The exercise: Substitute "timber" for "wooden" in the part that opens with the line containing "-- locate the wooden fence" and closes with the line containing "[0,86,682,599]". Return only those lines, with nothing else changed.

[Lines for bounding box labeling]
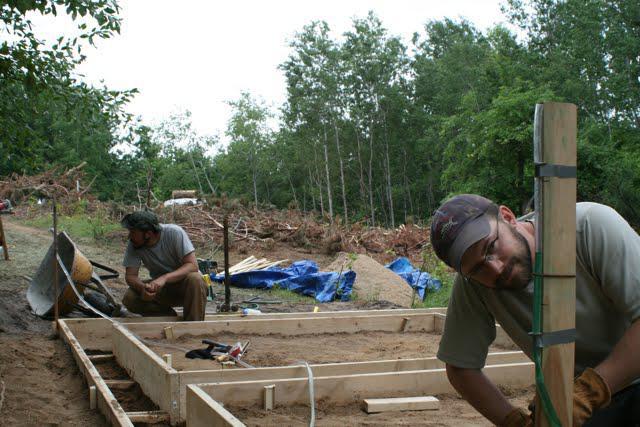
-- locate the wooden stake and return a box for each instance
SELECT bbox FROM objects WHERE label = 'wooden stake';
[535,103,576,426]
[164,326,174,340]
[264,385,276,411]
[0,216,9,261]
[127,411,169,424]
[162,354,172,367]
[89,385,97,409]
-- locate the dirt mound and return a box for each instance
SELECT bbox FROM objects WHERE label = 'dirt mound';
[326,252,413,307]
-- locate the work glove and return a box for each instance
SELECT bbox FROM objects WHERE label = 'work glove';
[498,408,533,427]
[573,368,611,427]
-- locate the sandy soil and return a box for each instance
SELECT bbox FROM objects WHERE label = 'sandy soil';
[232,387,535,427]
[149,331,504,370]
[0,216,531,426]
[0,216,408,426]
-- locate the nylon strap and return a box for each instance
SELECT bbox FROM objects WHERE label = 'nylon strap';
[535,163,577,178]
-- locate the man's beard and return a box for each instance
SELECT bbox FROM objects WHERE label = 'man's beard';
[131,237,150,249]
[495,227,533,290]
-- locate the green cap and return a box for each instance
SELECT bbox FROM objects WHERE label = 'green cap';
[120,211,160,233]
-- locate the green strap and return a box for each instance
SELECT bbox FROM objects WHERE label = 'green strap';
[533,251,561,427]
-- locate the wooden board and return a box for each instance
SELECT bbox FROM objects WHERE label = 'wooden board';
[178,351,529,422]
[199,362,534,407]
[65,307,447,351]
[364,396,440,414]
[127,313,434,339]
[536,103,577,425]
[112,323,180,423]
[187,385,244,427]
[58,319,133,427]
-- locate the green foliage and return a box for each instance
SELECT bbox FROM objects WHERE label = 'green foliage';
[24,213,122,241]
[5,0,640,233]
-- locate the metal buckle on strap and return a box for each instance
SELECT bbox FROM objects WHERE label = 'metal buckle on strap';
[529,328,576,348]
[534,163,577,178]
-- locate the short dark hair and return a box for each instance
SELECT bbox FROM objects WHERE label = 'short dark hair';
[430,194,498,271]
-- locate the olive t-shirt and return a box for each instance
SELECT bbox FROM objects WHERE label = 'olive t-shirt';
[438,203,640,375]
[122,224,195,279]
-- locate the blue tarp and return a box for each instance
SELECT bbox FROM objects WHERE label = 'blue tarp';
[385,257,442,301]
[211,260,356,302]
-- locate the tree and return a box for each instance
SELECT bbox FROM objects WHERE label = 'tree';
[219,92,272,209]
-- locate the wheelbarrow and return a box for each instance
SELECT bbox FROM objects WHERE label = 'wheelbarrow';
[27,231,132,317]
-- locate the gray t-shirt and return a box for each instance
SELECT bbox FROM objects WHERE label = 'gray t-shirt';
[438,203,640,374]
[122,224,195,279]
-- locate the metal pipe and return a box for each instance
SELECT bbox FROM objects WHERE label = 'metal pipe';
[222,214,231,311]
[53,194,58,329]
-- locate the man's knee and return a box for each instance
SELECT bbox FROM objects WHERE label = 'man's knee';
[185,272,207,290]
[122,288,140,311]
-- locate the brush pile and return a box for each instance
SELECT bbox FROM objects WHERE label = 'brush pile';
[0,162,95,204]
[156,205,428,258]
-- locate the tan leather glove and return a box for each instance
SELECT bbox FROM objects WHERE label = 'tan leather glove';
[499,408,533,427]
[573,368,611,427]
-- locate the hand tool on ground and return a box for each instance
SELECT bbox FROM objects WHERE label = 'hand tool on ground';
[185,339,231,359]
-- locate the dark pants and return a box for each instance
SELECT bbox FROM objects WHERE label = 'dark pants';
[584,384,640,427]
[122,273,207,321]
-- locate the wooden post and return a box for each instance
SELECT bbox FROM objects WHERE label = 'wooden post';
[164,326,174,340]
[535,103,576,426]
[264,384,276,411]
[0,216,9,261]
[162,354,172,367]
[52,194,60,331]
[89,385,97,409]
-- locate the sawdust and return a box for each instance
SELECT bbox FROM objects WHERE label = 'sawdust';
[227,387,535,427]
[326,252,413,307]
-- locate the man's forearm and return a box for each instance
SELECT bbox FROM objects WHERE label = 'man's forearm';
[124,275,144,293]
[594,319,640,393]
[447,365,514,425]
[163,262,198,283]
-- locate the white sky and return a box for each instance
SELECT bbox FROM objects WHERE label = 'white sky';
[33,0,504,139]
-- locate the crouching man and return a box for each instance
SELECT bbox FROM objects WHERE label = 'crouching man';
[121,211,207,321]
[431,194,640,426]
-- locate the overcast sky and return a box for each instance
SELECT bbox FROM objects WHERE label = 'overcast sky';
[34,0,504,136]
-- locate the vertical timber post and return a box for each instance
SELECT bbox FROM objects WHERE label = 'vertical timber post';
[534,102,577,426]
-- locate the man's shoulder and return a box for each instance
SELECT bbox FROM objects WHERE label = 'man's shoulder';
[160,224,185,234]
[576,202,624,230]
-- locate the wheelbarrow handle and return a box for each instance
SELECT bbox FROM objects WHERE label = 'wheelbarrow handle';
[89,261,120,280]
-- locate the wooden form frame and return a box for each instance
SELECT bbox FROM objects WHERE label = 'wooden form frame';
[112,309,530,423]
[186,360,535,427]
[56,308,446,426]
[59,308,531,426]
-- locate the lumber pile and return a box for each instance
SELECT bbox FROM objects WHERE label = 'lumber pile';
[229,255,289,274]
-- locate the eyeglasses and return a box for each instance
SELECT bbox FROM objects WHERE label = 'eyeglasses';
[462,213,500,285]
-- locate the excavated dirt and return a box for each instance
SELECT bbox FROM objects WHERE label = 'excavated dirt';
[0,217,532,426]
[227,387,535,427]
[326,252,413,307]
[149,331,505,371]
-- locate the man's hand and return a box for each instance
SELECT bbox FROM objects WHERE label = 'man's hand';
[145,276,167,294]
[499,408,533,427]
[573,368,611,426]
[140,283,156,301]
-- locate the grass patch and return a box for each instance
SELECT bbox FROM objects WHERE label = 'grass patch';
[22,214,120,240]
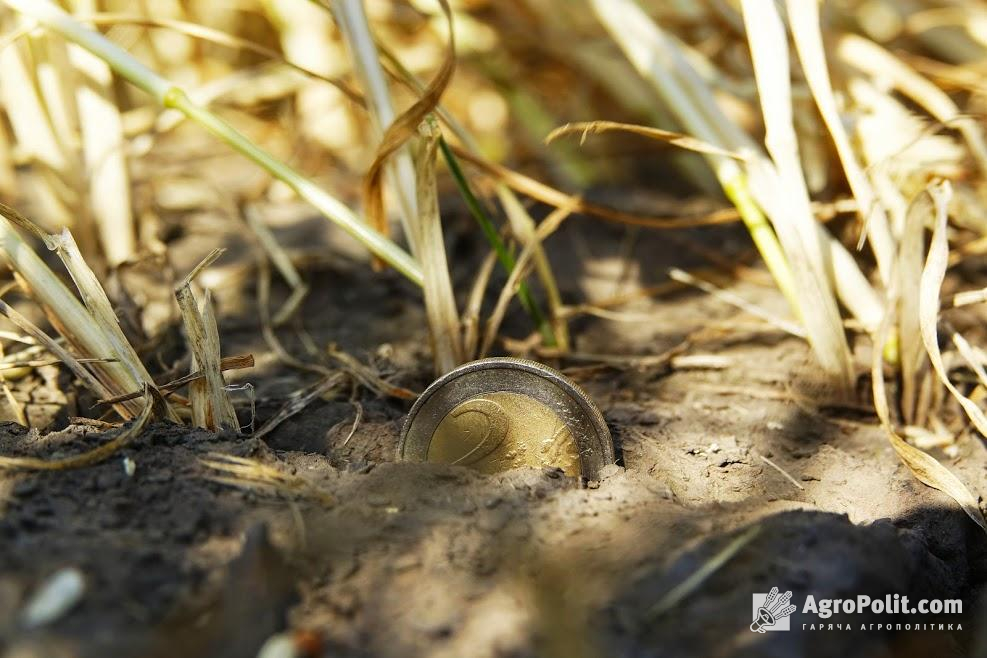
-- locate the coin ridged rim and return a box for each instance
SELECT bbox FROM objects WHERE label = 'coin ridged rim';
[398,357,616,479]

...

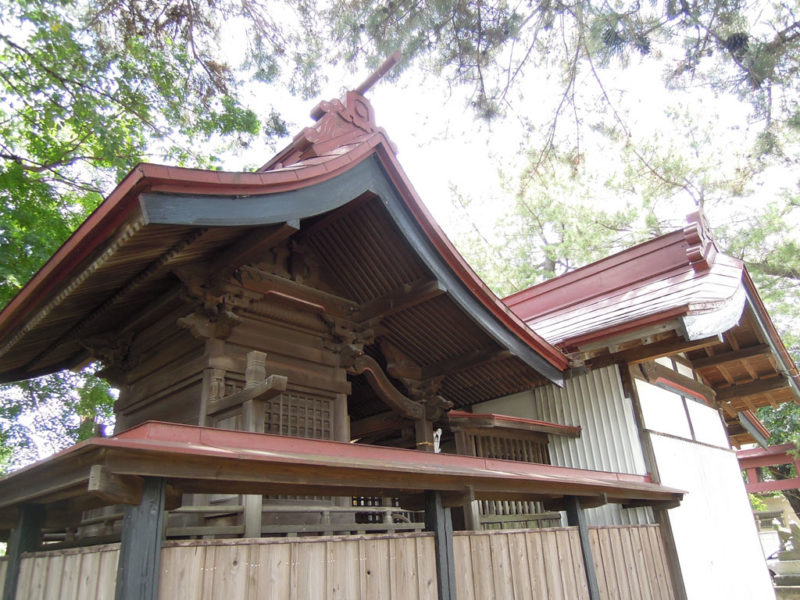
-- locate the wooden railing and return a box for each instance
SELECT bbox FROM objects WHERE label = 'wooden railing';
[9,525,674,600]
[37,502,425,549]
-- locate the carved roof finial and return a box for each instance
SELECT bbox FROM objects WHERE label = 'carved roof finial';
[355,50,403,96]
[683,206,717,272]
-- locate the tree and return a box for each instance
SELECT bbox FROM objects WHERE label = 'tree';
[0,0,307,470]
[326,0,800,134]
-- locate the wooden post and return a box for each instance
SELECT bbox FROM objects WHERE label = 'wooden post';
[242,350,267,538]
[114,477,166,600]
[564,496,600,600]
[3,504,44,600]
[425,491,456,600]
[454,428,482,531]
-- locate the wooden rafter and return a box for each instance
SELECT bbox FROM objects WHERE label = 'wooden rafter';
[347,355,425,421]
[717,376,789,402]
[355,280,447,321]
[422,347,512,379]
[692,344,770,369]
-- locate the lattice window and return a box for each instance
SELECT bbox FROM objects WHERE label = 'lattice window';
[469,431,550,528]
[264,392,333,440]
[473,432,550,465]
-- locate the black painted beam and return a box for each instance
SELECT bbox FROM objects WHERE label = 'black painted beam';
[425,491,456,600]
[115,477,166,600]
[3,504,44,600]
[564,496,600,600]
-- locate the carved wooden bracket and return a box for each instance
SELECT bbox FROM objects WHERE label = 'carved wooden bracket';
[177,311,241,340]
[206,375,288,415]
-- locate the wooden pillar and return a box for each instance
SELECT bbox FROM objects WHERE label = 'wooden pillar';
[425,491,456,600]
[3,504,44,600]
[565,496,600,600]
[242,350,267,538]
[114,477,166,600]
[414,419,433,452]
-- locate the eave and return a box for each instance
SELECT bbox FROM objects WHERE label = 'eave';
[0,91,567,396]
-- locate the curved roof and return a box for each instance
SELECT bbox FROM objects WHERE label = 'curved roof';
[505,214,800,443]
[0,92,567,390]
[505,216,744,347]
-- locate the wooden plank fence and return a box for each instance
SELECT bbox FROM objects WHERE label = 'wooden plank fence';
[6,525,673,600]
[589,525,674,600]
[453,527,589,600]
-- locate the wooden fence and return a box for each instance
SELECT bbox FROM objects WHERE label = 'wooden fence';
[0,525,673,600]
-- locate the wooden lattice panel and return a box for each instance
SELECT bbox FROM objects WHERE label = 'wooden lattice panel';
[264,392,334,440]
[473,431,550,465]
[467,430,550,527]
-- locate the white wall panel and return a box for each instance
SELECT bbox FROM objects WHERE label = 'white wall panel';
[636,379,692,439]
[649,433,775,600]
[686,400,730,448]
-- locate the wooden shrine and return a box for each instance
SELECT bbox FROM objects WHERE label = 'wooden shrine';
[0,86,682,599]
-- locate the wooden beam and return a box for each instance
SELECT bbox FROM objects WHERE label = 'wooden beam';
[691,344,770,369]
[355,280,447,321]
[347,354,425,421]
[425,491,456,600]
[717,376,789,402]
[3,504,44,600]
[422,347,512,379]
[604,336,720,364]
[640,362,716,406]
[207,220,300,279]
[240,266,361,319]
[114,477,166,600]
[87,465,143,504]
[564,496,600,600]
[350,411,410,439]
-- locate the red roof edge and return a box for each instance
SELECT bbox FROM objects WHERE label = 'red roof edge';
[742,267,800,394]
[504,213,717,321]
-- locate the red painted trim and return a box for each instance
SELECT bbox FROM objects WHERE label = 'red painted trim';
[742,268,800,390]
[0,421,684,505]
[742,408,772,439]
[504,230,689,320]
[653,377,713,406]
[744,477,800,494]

---

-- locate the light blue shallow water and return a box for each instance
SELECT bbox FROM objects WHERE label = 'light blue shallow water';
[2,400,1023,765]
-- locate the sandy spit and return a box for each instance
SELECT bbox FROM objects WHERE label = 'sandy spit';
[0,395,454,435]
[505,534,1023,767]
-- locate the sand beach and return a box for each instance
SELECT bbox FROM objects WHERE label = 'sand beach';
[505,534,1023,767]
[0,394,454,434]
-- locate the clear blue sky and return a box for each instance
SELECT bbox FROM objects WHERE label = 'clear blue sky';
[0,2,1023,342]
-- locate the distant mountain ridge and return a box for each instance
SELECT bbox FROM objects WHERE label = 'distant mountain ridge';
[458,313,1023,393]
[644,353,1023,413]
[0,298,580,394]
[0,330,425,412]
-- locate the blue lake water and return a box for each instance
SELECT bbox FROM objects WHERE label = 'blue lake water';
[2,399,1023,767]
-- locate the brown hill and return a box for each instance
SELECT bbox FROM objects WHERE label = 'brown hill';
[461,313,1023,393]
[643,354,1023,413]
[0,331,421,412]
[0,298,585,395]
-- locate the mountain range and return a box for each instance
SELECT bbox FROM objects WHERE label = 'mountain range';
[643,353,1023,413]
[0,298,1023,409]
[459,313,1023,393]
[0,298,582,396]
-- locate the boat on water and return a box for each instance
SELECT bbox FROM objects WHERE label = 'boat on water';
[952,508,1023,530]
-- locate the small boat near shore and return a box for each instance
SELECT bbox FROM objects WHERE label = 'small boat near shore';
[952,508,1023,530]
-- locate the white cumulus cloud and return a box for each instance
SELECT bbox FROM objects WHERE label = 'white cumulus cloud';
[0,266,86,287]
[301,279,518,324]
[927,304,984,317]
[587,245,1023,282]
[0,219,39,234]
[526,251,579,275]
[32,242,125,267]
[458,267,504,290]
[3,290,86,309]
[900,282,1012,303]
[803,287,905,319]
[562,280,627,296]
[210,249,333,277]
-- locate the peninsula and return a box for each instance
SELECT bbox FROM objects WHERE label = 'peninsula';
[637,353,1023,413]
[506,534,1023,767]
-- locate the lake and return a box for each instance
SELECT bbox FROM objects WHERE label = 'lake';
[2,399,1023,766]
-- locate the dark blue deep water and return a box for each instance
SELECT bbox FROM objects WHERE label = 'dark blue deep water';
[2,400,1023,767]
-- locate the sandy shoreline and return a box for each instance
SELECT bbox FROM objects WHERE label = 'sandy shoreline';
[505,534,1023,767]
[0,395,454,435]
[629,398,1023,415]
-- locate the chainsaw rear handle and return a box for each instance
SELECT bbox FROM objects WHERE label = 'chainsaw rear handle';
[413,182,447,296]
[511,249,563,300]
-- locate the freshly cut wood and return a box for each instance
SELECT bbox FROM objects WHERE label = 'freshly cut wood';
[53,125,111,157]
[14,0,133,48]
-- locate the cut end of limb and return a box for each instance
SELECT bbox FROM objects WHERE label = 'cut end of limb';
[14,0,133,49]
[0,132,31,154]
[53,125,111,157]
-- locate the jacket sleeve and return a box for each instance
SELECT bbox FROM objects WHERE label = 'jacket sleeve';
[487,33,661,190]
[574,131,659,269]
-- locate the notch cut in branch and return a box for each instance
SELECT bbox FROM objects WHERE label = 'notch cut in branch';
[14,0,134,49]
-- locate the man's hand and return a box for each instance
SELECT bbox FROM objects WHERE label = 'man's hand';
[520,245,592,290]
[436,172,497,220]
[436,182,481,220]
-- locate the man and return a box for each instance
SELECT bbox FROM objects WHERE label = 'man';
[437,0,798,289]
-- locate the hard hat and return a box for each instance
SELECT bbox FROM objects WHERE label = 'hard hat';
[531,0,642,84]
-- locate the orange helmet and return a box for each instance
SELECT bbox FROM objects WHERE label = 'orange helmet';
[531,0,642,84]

The response:
-- locate the timber fence and return a box for each instance
SELECT bbox FROM objects WHERE label = 'timber fence';
[0,525,673,600]
-- locate the timber lattice panel and return a box for each instance
SELECT bbox FROM objects WHERE label = 'timber lattice panel';
[264,392,334,440]
[473,431,550,465]
[467,430,550,527]
-- locate the white wall panel and return a box for each instance
SELECT bbox FROM objects WHERE label = 'white wall panel';
[636,379,692,439]
[649,433,775,600]
[686,400,730,448]
-- locate the timber shrine and return a box for each instance
SELECT bbox FROM objects WHERE label = 'timber shrine';
[0,86,682,599]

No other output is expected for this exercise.